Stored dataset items
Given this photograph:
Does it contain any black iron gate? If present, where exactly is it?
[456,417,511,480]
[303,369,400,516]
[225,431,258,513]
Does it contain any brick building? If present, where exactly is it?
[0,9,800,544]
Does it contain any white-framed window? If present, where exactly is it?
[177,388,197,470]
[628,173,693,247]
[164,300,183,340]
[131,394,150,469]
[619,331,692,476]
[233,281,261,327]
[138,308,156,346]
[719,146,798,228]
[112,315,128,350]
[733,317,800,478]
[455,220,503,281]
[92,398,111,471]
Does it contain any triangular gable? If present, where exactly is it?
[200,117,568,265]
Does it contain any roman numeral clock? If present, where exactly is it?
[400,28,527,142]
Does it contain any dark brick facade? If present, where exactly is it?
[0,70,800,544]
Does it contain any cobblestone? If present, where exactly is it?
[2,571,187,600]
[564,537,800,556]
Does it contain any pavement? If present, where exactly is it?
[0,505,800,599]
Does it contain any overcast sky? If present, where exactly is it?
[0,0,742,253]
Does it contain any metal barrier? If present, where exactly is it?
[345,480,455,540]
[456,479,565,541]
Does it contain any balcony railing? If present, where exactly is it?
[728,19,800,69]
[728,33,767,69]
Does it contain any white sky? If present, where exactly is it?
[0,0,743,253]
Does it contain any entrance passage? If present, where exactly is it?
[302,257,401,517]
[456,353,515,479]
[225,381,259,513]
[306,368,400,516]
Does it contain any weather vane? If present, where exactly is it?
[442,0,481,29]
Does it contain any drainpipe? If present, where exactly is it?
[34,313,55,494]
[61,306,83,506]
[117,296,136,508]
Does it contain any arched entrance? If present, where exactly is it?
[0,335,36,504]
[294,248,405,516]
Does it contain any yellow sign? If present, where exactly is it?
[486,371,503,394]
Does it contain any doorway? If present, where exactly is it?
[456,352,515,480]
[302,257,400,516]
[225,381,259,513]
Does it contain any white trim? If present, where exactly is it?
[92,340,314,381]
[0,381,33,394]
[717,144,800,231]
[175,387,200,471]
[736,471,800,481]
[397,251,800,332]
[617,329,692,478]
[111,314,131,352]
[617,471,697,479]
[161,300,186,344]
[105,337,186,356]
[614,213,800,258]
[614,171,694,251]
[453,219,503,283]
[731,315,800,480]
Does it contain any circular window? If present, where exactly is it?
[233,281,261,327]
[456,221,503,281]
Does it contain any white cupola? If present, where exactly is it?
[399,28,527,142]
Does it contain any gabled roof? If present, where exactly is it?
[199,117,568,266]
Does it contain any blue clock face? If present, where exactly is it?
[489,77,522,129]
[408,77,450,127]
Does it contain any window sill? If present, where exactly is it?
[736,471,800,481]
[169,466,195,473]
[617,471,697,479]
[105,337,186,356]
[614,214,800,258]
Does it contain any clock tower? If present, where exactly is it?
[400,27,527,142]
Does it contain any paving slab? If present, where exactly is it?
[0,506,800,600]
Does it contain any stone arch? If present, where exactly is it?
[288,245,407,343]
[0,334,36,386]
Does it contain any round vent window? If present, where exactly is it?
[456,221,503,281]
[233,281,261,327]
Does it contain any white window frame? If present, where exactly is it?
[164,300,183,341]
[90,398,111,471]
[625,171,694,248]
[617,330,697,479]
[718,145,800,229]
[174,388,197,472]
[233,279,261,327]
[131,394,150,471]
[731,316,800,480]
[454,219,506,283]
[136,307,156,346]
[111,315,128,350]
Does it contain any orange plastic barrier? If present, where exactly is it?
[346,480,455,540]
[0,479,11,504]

AIM: Please arrange every line of the listing above as a Markdown table with the columns "Row" and "Line," numbering each row and leaving out blank lines.

FULL ANSWER:
| Row | Line |
|---|---|
| 1 | Given this photograph: |
| 2 | Does it contain any black iron gate? If present, where exactly is it? |
| 3 | [456,417,511,480] |
| 4 | [303,369,400,516] |
| 5 | [225,431,258,513] |
| 6 | Does it contain any brick building? If present, where exactly is it? |
| 7 | [0,9,800,544] |
| 8 | Does it contain any white-framed window? If present, where exactly is it? |
| 9 | [177,388,197,470] |
| 10 | [628,173,693,247] |
| 11 | [164,300,183,340] |
| 12 | [131,394,150,469] |
| 13 | [619,331,692,476] |
| 14 | [233,281,261,327] |
| 15 | [138,308,156,346] |
| 16 | [719,146,798,228] |
| 17 | [112,315,128,350] |
| 18 | [733,317,800,478] |
| 19 | [455,220,503,281] |
| 20 | [92,398,111,471] |
| 21 | Does it contain any triangular gable? If present, where exactly is it? |
| 22 | [200,117,568,265] |
| 23 | Does it contain any roman numeral clock? If present, where exactly is it? |
| 24 | [400,28,527,142] |
| 25 | Does it contain any dark brick facade? If present, where exactly is it? |
| 26 | [0,70,800,544] |
| 27 | Does it contain any cobblestone? If present, where exactly is it? |
| 28 | [2,571,187,600] |
| 29 | [564,537,800,556] |
| 30 | Does it contain any pavement? If present, where exactly is it? |
| 31 | [0,505,800,599] |
| 32 | Does it contain any overcast sky? If present, where exactly is it? |
| 33 | [0,0,742,253] |
| 34 | Does it contain any metal barrier? If present, where exactly is it? |
| 35 | [345,480,455,540] |
| 36 | [456,479,565,541] |
| 37 | Does it contain any balcony railing? If present, where exactly is it? |
| 38 | [728,19,800,69] |
| 39 | [728,33,767,69] |
| 40 | Does it contain any white sky? If present, where exactly is it? |
| 41 | [0,0,743,253] |
| 42 | Does it contain any entrance passage? If present, where exactly is it? |
| 43 | [302,257,401,517] |
| 44 | [456,353,515,479] |
| 45 | [225,381,259,513] |
| 46 | [306,368,400,516] |
| 47 | Does it contain any weather vane? If present, where exactly is it? |
| 48 | [442,0,481,29] |
| 49 | Does it contain any drainpipe? If present, where exactly is it? |
| 50 | [34,313,55,494] |
| 51 | [61,306,83,506] |
| 52 | [117,296,136,508] |
| 53 | Does it contain any arched entrance? If present, where exactly is it? |
| 54 | [0,335,36,504] |
| 55 | [294,248,405,516] |
| 56 | Does it contain any yellow sign? If present, where exactly is it? |
| 57 | [486,371,503,394] |
| 58 | Does it contain any doorway? If present, where exactly is it? |
| 59 | [456,352,515,480] |
| 60 | [302,257,400,516] |
| 61 | [225,381,259,513] |
| 62 | Does it contain any white trim? If present, where exactly is it? |
| 63 | [92,340,314,381] |
| 64 | [0,381,33,394] |
| 65 | [717,144,800,231] |
| 66 | [175,387,200,471] |
| 67 | [736,471,800,481] |
| 68 | [397,251,800,332] |
| 69 | [617,329,692,478] |
| 70 | [111,314,131,352] |
| 71 | [617,471,697,479] |
| 72 | [161,300,186,344] |
| 73 | [105,337,186,356] |
| 74 | [614,213,800,258] |
| 75 | [614,171,694,251] |
| 76 | [453,219,503,283] |
| 77 | [731,315,800,480] |
| 78 | Does it contain any circular window? If present, where exactly is it? |
| 79 | [233,281,261,327] |
| 80 | [456,221,503,281] |
| 81 | Does it contain any white cupola? If present, where exactly is it? |
| 82 | [399,28,527,142] |
| 83 | Does it contain any gabled roof? If present, where exactly is it? |
| 84 | [199,117,568,266] |
| 85 | Does it contain any blue clock face? If present, where exactly is it? |
| 86 | [489,77,522,129] |
| 87 | [408,77,450,127] |
| 88 | Does it contain any window sill? If present, where exactly is it? |
| 89 | [736,471,800,481] |
| 90 | [169,466,195,473] |
| 91 | [617,471,697,479] |
| 92 | [105,337,186,356] |
| 93 | [614,214,800,258] |
| 94 | Does it contain any clock tower? If present, where exactly is it? |
| 95 | [400,27,527,142] |
| 96 | Does it contain any paving slab? If present, where exactly is it? |
| 97 | [0,506,800,600] |
| 98 | Does it contain any stone arch? If present, where exactly is it? |
| 99 | [288,245,407,343] |
| 100 | [0,334,36,386] |
| 101 | Does it contain any round vent window? If present, where exactly is it? |
| 102 | [456,221,503,281] |
| 103 | [233,281,261,327] |
| 104 | Does it contain any white window frame? If present, where exactly is it? |
| 105 | [164,300,183,341] |
| 106 | [90,398,111,471] |
| 107 | [625,171,694,248] |
| 108 | [617,330,697,479] |
| 109 | [718,145,800,229] |
| 110 | [174,388,197,472] |
| 111 | [233,279,261,327] |
| 112 | [131,394,150,471] |
| 113 | [731,316,800,480] |
| 114 | [454,219,506,283] |
| 115 | [136,307,156,346] |
| 116 | [111,315,128,350] |
| 117 | Does it contain any orange plastic barrier? If present, where exactly is it? |
| 118 | [346,480,455,540] |
| 119 | [0,479,11,504] |